What this task involves
Beginning with the first line of the data below, reproduce every line unchanged, ending with the line that holds "Target: swimming pool".

Referring expression pointing data
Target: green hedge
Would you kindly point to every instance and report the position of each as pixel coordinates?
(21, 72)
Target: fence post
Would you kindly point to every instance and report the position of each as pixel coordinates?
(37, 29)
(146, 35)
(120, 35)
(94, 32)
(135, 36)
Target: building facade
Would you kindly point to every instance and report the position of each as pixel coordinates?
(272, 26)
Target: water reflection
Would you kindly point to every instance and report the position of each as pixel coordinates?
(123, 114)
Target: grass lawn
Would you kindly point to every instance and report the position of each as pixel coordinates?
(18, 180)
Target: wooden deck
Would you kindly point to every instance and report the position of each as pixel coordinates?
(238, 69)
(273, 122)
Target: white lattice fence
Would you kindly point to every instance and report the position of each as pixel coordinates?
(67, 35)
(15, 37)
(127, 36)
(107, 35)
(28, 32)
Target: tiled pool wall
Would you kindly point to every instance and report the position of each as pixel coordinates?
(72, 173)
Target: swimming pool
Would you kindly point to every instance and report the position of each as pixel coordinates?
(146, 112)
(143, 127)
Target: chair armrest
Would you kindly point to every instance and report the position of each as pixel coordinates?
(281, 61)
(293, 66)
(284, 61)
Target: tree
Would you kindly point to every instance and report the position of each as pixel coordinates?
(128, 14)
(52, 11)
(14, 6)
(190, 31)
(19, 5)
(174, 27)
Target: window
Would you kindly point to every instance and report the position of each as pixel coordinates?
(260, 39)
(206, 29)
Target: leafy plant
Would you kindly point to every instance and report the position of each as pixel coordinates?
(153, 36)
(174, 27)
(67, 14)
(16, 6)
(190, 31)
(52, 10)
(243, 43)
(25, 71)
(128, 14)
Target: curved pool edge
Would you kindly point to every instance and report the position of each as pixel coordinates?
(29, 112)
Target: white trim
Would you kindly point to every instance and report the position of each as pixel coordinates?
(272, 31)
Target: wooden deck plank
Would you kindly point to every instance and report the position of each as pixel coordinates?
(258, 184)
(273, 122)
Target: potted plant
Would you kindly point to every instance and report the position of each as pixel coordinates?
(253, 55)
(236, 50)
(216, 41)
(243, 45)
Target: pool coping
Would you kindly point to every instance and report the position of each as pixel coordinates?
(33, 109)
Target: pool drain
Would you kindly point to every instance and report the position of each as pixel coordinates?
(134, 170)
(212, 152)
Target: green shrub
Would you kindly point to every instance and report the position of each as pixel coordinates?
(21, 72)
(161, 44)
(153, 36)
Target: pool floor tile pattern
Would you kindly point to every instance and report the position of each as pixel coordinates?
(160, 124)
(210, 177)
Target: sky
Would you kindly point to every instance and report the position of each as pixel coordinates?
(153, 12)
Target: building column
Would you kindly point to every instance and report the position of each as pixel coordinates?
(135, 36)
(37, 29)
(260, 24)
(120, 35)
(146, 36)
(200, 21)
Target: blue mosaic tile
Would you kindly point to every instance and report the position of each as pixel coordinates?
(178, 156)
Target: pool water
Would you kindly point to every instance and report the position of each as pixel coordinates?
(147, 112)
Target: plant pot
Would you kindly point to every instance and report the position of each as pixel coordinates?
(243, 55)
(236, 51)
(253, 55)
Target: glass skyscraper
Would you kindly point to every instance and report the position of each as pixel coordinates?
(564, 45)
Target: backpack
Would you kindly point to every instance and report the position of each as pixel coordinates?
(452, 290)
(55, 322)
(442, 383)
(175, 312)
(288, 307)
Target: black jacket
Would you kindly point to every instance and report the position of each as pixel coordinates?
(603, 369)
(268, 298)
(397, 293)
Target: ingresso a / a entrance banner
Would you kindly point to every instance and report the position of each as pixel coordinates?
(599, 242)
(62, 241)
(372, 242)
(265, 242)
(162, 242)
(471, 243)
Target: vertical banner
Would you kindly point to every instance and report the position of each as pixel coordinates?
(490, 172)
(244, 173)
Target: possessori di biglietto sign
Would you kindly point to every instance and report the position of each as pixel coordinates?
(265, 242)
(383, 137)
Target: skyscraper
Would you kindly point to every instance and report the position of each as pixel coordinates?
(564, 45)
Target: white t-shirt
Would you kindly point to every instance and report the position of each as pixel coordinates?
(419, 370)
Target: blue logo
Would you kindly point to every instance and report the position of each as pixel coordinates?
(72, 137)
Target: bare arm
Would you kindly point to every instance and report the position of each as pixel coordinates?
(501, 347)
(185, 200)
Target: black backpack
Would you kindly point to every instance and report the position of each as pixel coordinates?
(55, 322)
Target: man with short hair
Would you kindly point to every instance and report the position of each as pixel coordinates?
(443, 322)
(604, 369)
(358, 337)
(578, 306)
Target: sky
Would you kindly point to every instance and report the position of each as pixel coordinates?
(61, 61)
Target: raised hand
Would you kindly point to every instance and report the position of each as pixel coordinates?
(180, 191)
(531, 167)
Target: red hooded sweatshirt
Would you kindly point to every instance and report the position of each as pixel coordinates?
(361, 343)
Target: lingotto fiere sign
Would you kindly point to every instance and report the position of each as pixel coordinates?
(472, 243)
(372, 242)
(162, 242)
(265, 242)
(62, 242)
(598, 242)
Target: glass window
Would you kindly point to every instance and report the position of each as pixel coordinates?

Solution
Target: green hedge
Would you kindly point to every instance and report the position of each as pixel coordinates?
(21, 72)
Target: fence post
Would you kindly point to every instance and report the position of each as pixel coordinates?
(37, 29)
(146, 35)
(120, 35)
(94, 32)
(135, 36)
Target: building facade
Would you kindly point to every instance and report the position of each as pixel coordinates?
(272, 26)
Target: water reflection
Would you kindly point to every instance and report the position of each as pixel coordinates?
(123, 114)
Target: grass lawn
Would you kindly point to every instance and report the position of each as pixel coordinates?
(18, 180)
Target: wooden deck
Would you kindly point to every instance and report the position of each as pixel coordinates?
(238, 69)
(273, 122)
Target: white lattice fence
Would you kindly point to every instance and report the position of each as pixel coordinates?
(67, 35)
(15, 37)
(127, 36)
(107, 35)
(28, 32)
Target: tiled pool wall
Would you kindly point to every instance and report the position of each as pixel coordinates?
(72, 173)
Target: swimming pool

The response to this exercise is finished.